What to work on
a - Name every distinct username that appears in a post heading of the forum thread about stoner and doom bands.
b - From the forum thread about stoner and doom bands, reproduce the part that opens with the words containing "I would love" and closes with "fartsalot (Jul 9, 2009)".

Passage provided
┄┄┄┄┄┄

Alright, I'm retarded, because I haven't mentioned Om yet...I mean, someone even already asked for stuff that sounds like Sleep, and duh, I think the bassist and drummer from Sleep are going to sound more like Sleep than anything else. So yeah, Om is amazing, check them out.


----------



## Forsaken5678 (Jun 25, 2009)

Om isnt bad. anybody listen to grind here? any 324 or pig destroyer fans?


----------



## Vitus.Syndrome (Jun 26, 2009)

Forsaken5678 said:


> Om isnt bad. anybody listen to grind here? any 324 or pig destroyer fans?


Well I crazy thrilled to see this thread. In me younger days I was a hardcore metal head, doom/stoner being my area of specialty for a while (later moved on to progressive death).

I would love to get a run down of some of the newer bands or albums hitting the scene. I heard Candlemass has a new album out with Robert Lowe of Solitude Aeturnus. Any good


----------



## fartsalot (Jul 9, 2009)

Bardo Pond, Earthless, and Dead Meadow (I know, Dead Meadow is pretty poppy, but damn I love them)


----------



## Forsaken5678 (Jul 9, 2009)

Dead Meadow is pretty cool. Very cool to listen to when you're baked...


----------



## Single White Pistol (Aug 2, 2009)

Wow, I just listened to Dead Meadow for the first time because of this thread and I loved it. Thanks guys!


----------



## stickyfingers (Aug 2, 2009)

Kyuss and Electric Wizard kick ass!


----------



## HailTheLeaf (Aug 3, 2009)

stickyfingers said:


> Kyuss and Electric Wizard kick ass!


yes, yes they do...and Mastodon is touring with High On Fire...


----------



## HailTheLeaf (Jan 1, 2010)

Wow, haven't bumped this thread in awhile so, yeah, bump! 

Anyone listen to Ararat or White Buzz or Sgt, Sunshine?


----------



## Forsaken5678 (Jan 4, 2010)

Anybody here listen to Torche?

Seen them live....they are fucking amazing!!!

u cant fuck with the bomb tuning!


----------



## tebor (Jan 4, 2010)

I love Eyehategod, Down, Bongzilla, Kyuss


Love the riff in this Eletric Wizard song
[youtube]sO7VP34n2Ps[/youtube]


----------



## HailTheLeaf (Jan 4, 2010)

Torche is great...all of the above mentioned bands are awesome.


----------



## Sneezy (Jan 4, 2010)

what about suidakra, Ensiferum, kivimestan druidi, equilibrium,


----------



## HailTheLeaf (Jan 5, 2010)

┄┄┄┄┄┄

Raw records
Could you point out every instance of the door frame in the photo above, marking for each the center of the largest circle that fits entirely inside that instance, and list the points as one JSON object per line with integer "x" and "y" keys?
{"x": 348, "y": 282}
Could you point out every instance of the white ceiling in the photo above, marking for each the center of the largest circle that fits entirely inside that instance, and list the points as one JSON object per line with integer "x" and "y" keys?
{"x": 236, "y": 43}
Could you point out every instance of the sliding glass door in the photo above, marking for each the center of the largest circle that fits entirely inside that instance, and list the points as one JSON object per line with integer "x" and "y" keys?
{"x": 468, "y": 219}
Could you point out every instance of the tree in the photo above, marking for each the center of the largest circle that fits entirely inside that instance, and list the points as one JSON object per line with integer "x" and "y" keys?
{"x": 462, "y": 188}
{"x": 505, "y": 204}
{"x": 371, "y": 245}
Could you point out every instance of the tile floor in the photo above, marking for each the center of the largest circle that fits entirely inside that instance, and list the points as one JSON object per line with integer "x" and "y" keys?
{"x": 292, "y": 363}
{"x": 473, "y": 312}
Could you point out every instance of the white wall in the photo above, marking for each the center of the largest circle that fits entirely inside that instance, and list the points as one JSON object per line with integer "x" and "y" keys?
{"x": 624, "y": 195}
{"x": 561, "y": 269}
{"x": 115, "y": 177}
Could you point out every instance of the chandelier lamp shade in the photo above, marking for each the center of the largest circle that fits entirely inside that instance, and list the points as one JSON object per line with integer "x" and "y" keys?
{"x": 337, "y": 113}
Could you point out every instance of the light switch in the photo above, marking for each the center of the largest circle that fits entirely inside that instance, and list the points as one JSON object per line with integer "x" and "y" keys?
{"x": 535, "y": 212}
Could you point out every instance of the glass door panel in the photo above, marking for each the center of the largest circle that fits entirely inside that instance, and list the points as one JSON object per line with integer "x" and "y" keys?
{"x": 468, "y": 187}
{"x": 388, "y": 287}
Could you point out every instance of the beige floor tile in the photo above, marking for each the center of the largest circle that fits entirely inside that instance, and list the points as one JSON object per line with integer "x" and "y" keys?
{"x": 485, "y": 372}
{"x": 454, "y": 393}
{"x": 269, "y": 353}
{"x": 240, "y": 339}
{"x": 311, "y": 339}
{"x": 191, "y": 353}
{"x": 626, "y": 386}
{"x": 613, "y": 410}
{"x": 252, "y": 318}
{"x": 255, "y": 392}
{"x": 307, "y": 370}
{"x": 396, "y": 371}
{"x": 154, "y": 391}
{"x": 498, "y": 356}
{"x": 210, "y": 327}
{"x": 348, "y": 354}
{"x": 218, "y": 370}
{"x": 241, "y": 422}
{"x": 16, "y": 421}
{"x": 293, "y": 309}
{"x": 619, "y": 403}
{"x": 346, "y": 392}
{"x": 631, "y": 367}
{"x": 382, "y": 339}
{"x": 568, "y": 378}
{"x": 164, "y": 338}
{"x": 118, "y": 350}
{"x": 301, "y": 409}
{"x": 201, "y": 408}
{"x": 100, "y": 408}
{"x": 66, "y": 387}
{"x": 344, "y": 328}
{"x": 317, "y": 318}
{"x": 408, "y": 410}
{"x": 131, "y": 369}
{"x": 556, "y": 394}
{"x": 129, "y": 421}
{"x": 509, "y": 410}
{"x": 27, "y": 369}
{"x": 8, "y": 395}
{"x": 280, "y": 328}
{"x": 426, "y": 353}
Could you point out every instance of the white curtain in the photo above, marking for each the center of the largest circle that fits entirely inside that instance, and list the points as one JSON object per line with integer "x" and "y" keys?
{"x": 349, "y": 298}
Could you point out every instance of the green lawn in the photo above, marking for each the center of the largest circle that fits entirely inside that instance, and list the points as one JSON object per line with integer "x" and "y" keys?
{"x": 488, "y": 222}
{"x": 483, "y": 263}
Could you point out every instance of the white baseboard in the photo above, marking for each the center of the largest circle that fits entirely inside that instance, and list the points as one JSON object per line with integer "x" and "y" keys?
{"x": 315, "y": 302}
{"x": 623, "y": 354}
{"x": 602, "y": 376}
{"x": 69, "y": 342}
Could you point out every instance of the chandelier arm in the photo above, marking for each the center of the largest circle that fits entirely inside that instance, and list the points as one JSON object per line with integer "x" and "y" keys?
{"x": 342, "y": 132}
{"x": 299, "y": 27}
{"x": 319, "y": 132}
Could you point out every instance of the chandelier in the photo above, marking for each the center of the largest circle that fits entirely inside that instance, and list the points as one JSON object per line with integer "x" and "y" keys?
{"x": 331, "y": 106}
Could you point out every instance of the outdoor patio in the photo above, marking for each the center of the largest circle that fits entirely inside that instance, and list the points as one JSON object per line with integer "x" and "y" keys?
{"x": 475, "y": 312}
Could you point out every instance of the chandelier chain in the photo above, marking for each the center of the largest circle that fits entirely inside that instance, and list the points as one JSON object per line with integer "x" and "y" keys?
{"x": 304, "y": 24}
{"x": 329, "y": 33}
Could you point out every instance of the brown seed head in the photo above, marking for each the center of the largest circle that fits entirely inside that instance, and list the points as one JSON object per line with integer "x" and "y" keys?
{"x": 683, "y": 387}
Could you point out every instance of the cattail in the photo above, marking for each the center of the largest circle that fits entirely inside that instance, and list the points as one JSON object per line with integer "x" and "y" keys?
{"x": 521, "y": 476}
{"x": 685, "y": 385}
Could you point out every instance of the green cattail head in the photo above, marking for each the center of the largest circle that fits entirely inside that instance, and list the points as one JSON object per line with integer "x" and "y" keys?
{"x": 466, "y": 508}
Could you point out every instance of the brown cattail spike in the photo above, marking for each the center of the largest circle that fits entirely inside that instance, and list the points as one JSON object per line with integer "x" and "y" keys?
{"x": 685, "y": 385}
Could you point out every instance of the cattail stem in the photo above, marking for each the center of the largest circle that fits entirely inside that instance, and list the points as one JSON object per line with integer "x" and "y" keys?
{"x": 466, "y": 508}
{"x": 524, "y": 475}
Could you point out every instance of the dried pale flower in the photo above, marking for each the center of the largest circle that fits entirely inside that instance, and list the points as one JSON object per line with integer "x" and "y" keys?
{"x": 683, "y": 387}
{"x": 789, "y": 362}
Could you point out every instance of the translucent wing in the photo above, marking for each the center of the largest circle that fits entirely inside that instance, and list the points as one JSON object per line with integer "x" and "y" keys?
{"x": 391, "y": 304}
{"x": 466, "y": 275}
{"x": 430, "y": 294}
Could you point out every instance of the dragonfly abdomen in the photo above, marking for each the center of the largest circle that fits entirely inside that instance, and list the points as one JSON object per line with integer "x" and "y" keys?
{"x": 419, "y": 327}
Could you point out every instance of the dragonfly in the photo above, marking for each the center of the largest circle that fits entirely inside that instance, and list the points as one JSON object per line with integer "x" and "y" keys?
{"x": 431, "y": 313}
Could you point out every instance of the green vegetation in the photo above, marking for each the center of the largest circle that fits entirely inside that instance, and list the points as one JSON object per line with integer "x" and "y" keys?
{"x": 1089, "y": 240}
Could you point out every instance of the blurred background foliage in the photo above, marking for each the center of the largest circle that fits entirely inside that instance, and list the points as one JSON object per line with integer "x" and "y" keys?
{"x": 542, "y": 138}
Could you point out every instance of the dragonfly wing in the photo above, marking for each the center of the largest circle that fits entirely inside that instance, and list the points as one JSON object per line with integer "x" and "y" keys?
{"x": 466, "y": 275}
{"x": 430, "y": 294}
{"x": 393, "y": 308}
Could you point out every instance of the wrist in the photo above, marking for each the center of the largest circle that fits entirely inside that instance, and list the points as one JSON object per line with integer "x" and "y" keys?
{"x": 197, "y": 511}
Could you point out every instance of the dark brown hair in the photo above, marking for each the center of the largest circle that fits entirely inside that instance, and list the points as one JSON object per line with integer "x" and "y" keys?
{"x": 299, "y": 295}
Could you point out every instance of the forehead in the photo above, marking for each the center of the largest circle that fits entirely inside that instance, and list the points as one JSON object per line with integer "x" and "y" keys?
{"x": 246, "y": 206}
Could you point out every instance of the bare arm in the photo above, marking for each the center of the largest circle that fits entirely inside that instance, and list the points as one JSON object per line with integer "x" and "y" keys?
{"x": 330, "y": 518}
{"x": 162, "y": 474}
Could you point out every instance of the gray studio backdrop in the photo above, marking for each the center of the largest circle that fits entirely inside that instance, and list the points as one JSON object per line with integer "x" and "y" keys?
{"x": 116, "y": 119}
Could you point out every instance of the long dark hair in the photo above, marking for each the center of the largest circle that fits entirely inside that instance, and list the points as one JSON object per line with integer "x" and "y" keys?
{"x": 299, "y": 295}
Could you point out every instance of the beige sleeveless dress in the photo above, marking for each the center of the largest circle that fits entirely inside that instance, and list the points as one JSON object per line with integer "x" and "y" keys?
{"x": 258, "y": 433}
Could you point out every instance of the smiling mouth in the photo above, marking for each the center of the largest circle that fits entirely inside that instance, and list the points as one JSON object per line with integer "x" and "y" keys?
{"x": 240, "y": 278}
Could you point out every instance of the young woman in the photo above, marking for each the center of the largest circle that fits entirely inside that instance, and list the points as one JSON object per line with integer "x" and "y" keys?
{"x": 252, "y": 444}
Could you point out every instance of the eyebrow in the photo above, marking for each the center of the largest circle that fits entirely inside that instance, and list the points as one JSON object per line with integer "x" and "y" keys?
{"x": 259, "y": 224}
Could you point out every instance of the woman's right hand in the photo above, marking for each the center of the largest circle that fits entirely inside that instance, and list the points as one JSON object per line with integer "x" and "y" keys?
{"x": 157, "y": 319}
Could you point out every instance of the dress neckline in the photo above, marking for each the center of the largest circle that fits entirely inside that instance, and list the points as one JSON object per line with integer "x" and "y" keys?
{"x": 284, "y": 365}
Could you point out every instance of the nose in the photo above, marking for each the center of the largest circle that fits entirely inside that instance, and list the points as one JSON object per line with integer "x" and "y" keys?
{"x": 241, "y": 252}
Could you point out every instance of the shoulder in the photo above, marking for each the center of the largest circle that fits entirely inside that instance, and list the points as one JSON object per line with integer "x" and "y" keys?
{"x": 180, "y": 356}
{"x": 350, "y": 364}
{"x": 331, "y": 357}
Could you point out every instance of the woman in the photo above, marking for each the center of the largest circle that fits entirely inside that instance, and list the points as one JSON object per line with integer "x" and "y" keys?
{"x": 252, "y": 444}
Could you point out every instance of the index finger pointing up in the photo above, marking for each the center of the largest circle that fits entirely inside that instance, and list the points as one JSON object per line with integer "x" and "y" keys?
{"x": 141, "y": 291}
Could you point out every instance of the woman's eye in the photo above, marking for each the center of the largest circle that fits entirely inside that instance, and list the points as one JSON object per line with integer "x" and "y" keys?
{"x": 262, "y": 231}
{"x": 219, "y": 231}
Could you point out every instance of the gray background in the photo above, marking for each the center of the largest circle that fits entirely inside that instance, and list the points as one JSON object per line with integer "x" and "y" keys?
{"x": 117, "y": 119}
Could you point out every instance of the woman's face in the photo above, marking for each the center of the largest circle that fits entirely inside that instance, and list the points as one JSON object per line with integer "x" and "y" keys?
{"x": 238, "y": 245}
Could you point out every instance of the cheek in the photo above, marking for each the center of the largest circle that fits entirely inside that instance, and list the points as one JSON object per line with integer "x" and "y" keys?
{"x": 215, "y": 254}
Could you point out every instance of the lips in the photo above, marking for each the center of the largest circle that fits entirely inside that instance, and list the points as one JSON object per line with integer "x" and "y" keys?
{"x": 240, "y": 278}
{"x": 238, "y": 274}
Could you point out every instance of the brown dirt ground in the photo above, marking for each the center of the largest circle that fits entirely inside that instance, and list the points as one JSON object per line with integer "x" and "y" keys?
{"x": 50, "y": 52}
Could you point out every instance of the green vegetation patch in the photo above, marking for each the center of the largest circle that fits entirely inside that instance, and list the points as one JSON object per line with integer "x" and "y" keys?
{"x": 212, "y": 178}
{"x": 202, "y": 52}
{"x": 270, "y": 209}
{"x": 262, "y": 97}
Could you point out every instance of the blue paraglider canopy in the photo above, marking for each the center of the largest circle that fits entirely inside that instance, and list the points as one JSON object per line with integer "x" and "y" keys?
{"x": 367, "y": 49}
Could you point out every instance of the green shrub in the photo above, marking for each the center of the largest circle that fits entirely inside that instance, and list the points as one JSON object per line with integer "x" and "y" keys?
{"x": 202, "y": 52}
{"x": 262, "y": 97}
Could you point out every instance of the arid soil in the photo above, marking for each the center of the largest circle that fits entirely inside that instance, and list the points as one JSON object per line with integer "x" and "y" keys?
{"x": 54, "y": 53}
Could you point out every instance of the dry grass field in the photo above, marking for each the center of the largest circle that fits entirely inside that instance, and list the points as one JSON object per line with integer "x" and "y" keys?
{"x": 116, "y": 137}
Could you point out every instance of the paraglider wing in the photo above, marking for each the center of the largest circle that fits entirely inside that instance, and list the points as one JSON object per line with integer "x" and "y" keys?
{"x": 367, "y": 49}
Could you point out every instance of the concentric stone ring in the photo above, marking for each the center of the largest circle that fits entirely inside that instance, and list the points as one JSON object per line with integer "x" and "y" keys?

┄┄┄┄┄┄

Solutions to the problems
a - Forsaken5678, Vitus.Syndrome, fartsalot, Single White Pistol, stickyfingers, HailTheLeaf, tebor, Sneezy

b -
I would love to get a run down of some of the newer bands or albums hitting the scene. I heard Candlemass has a new album out with Robert Lowe of Solitude Aeturnus. Any good


----------



## fartsalot (Jul 9, 2009)